Dataset entries:
◇ ◇ ◇

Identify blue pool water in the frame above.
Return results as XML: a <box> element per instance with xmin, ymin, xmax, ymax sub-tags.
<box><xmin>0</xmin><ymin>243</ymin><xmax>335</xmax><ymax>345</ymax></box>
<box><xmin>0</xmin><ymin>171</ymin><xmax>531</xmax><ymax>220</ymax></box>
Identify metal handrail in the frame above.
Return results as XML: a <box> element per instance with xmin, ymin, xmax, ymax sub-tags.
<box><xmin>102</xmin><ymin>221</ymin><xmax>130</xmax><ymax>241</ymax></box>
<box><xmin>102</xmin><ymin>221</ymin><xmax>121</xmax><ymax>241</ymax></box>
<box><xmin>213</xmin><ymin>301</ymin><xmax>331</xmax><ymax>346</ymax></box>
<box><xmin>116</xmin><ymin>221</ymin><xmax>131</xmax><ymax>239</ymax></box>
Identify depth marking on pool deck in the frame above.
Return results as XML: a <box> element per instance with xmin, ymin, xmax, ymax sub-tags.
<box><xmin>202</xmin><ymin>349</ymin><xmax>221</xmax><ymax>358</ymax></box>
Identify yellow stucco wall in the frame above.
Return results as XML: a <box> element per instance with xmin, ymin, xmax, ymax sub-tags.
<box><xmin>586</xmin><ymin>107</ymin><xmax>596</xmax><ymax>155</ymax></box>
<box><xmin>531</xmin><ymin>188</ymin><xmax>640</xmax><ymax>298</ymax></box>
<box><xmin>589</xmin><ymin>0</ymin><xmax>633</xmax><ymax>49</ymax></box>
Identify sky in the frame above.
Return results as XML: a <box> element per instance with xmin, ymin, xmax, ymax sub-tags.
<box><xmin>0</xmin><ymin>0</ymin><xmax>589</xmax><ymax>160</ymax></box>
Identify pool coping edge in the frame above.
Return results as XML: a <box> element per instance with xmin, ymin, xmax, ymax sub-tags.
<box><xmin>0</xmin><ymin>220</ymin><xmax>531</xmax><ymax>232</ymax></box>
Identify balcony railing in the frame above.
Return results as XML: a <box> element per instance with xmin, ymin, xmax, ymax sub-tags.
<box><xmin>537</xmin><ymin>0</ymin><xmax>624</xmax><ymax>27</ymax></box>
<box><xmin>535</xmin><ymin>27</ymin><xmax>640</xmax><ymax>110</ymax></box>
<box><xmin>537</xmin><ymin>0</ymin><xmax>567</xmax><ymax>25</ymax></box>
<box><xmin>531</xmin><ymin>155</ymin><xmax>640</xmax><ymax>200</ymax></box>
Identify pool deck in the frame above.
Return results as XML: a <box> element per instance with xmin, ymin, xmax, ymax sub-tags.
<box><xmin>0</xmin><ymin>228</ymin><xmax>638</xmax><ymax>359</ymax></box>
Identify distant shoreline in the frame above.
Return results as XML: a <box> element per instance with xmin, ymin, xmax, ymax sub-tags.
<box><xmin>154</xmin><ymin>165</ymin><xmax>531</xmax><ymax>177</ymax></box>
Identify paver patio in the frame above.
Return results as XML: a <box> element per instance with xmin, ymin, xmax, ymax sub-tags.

◇ ◇ ◇

### Task brief:
Taking the records above, retype every line from the one with "Identify sky in the frame above." down to the one with "Identify pool coping edge in the frame above.", exactly and with nothing else.

### Exercise output:
Identify sky in the frame above.
Return results as XML: a <box> element per instance with xmin, ymin, xmax, ymax sub-tags.
<box><xmin>0</xmin><ymin>0</ymin><xmax>589</xmax><ymax>160</ymax></box>
Identify pool coping edge in the frame above.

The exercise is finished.